▶ [Exercise description]: Copy the stretch from the line containing "Per instance of the green" through the end of the records, keeping the requests. Multiply each pixel coordinate in the answers by 0.65, round to whole numbers with halves going up, and leave the pictures out.

## START Records supplied

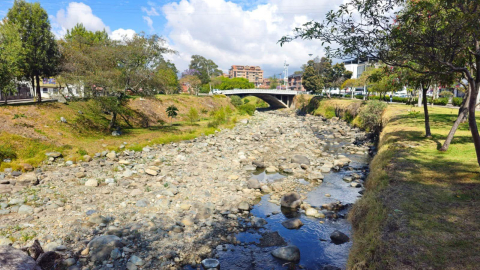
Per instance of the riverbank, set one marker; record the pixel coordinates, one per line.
(421, 206)
(176, 204)
(27, 133)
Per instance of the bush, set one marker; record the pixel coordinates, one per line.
(412, 101)
(371, 115)
(399, 99)
(7, 151)
(193, 115)
(440, 101)
(236, 101)
(247, 109)
(457, 101)
(446, 94)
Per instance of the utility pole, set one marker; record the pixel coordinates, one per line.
(285, 70)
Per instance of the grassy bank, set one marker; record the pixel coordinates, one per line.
(420, 208)
(28, 132)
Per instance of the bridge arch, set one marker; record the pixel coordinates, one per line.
(275, 98)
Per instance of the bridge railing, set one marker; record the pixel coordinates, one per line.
(259, 91)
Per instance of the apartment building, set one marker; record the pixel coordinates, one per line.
(295, 82)
(254, 74)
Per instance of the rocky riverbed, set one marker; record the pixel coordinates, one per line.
(173, 206)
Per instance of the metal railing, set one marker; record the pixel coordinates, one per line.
(258, 91)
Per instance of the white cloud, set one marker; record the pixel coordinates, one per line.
(76, 13)
(150, 12)
(121, 33)
(229, 35)
(149, 22)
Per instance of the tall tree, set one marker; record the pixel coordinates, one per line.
(206, 67)
(10, 58)
(193, 83)
(311, 80)
(440, 37)
(38, 43)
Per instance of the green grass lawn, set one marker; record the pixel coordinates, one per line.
(421, 207)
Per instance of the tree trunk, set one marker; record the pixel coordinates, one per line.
(113, 121)
(427, 117)
(39, 93)
(33, 86)
(420, 97)
(462, 113)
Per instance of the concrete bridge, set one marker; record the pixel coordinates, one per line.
(275, 98)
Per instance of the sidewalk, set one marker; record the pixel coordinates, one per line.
(25, 101)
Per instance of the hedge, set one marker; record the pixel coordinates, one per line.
(457, 101)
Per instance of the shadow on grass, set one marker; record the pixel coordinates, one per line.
(433, 201)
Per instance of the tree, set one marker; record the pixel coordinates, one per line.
(41, 54)
(193, 115)
(166, 80)
(193, 83)
(10, 58)
(172, 112)
(311, 81)
(273, 82)
(440, 37)
(107, 70)
(206, 67)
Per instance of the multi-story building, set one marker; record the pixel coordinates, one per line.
(254, 74)
(295, 82)
(358, 66)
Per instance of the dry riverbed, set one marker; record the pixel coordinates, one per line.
(173, 206)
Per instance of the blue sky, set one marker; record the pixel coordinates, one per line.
(235, 32)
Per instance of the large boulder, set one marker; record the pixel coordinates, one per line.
(253, 183)
(300, 160)
(291, 224)
(101, 247)
(338, 237)
(291, 200)
(27, 180)
(288, 253)
(14, 259)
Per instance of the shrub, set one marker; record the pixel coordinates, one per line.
(446, 94)
(193, 115)
(371, 115)
(247, 109)
(220, 115)
(213, 124)
(236, 101)
(7, 151)
(457, 101)
(440, 101)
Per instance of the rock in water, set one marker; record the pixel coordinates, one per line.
(300, 160)
(101, 247)
(288, 253)
(339, 238)
(291, 200)
(210, 263)
(244, 206)
(28, 179)
(14, 259)
(253, 184)
(311, 212)
(292, 223)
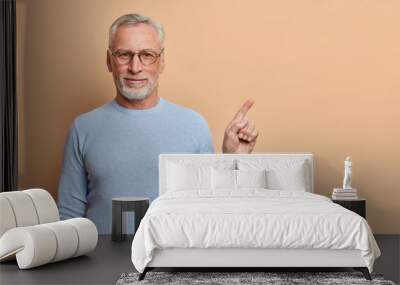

## END Records supplied

▶ [Correct response]:
Per instance of the green grass lawn, set one marker; record the pixel coordinates, one per line.
(274, 135)
Per instance of the tree trunk, set one marker; record the pixel coordinates, one per line.
(73, 79)
(278, 76)
(25, 60)
(21, 56)
(273, 63)
(300, 73)
Per instance of the concrete bridge, set one marker; record the pixel coordinates, one per line.
(179, 64)
Per instance of the sidewalk, set one marker; record the pixel coordinates, one per line.
(16, 66)
Per instance of the hedge, set one marker; record the pixel coordinates, one per line.
(297, 66)
Per instance of the shadow on grass, set one marker; record the pixel coordinates, one per line.
(281, 131)
Per instance of the tree, set one marker; record the pixel coordinates, one per line.
(27, 35)
(125, 75)
(108, 52)
(125, 54)
(7, 38)
(112, 73)
(202, 53)
(177, 53)
(286, 24)
(70, 46)
(134, 44)
Per instance of the multi-story building, set one marker; record the pixel coordinates, one per line.
(165, 48)
(192, 53)
(233, 43)
Per instance of the dry riverbed, set one marker; record the pixel coordinates, one per line.
(112, 134)
Per instance of the blue sky, set one marker; record the pixel coordinates, one per line.
(153, 21)
Per instance of the large boulder, set one marker; record the pixel coordinates, one per line.
(164, 119)
(195, 104)
(189, 146)
(66, 161)
(220, 154)
(189, 130)
(18, 117)
(187, 164)
(9, 168)
Per instance of the shrub, set one marker; record the pixel coordinates, one per line.
(290, 61)
(125, 75)
(241, 75)
(161, 71)
(143, 75)
(138, 81)
(153, 66)
(5, 98)
(297, 66)
(286, 66)
Per instance of the rock in water, set one marker; record the pixel coordinates, one per line.
(195, 104)
(66, 161)
(187, 164)
(220, 155)
(189, 130)
(137, 171)
(159, 134)
(18, 116)
(9, 168)
(164, 120)
(202, 138)
(190, 145)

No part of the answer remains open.